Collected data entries
>>>>
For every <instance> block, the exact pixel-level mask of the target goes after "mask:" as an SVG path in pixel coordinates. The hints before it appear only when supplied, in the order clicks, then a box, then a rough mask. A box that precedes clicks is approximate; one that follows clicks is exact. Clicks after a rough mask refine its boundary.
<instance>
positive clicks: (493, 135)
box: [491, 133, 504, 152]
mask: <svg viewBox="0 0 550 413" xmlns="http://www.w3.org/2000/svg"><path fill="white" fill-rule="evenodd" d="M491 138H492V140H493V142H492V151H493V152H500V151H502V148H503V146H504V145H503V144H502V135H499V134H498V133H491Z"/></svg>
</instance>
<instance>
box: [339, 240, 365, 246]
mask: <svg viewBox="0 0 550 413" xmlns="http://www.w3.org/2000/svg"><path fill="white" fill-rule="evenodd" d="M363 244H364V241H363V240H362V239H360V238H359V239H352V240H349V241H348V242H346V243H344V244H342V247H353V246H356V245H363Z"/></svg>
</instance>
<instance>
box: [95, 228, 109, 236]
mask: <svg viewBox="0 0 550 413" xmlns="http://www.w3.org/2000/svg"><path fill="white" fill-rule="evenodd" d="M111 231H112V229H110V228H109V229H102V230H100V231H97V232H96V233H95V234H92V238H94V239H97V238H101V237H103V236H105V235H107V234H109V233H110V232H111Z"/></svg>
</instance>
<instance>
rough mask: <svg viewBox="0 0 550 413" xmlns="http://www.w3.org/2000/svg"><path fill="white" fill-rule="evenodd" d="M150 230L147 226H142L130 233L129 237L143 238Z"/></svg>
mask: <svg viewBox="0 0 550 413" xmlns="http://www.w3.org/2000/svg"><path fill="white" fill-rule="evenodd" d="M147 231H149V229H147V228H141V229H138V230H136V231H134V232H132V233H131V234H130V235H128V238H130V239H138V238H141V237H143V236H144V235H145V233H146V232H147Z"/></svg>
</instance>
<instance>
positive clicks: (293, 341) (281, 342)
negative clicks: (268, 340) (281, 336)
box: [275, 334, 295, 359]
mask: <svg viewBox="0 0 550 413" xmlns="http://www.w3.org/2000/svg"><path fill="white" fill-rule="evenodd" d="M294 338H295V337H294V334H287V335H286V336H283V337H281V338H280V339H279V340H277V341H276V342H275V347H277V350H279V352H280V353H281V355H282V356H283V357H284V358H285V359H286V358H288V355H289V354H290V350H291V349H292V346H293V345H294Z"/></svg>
<<<<
Would you please write out all the entries exactly?

» Task output:
For every <instance> block, the exact pixel-level mask of the target goes after "mask:" as an SVG path in pixel coordinates. The hints before it appear only when supplied, in the order clicks, then a box, then a rough mask. A box that precedes clicks is approximate; one that follows clicks is exact. Clicks after a rough mask refine its boundary.
<instance>
positive clicks: (493, 135)
box: [491, 133, 504, 152]
mask: <svg viewBox="0 0 550 413" xmlns="http://www.w3.org/2000/svg"><path fill="white" fill-rule="evenodd" d="M491 138H492V140H493V142H492V151H493V152H500V151H502V148H503V146H504V145H503V144H502V135H499V134H498V133H491Z"/></svg>
</instance>
<instance>
box: [339, 240, 365, 246]
mask: <svg viewBox="0 0 550 413" xmlns="http://www.w3.org/2000/svg"><path fill="white" fill-rule="evenodd" d="M363 244H364V241H363V240H362V239H360V238H359V239H352V240H349V241H348V242H346V243H344V244H342V247H353V246H356V245H363Z"/></svg>
</instance>
<instance>
box: [95, 228, 109, 236]
mask: <svg viewBox="0 0 550 413" xmlns="http://www.w3.org/2000/svg"><path fill="white" fill-rule="evenodd" d="M111 231H112V229H110V228H109V229H102V230H100V231H97V232H96V233H95V234H92V238H94V239H97V238H101V237H103V236H105V235H107V234H109V233H110V232H111Z"/></svg>
</instance>
<instance>
rough mask: <svg viewBox="0 0 550 413" xmlns="http://www.w3.org/2000/svg"><path fill="white" fill-rule="evenodd" d="M150 230L147 226H142L130 233L129 237L143 238Z"/></svg>
mask: <svg viewBox="0 0 550 413" xmlns="http://www.w3.org/2000/svg"><path fill="white" fill-rule="evenodd" d="M147 231H149V229H147V228H141V229H138V230H136V231H134V232H132V233H131V234H130V235H128V238H130V239H138V238H141V237H143V236H144V235H145V233H146V232H147Z"/></svg>
</instance>
<instance>
positive clicks: (293, 341) (281, 342)
negative clicks: (268, 340) (281, 336)
box: [275, 334, 295, 359]
mask: <svg viewBox="0 0 550 413" xmlns="http://www.w3.org/2000/svg"><path fill="white" fill-rule="evenodd" d="M294 338H295V337H294V334H287V335H286V336H283V337H281V338H280V339H279V340H277V341H276V342H275V347H277V350H279V352H280V353H281V355H282V356H283V357H284V358H285V359H286V358H288V355H289V354H290V350H291V349H292V346H293V345H294Z"/></svg>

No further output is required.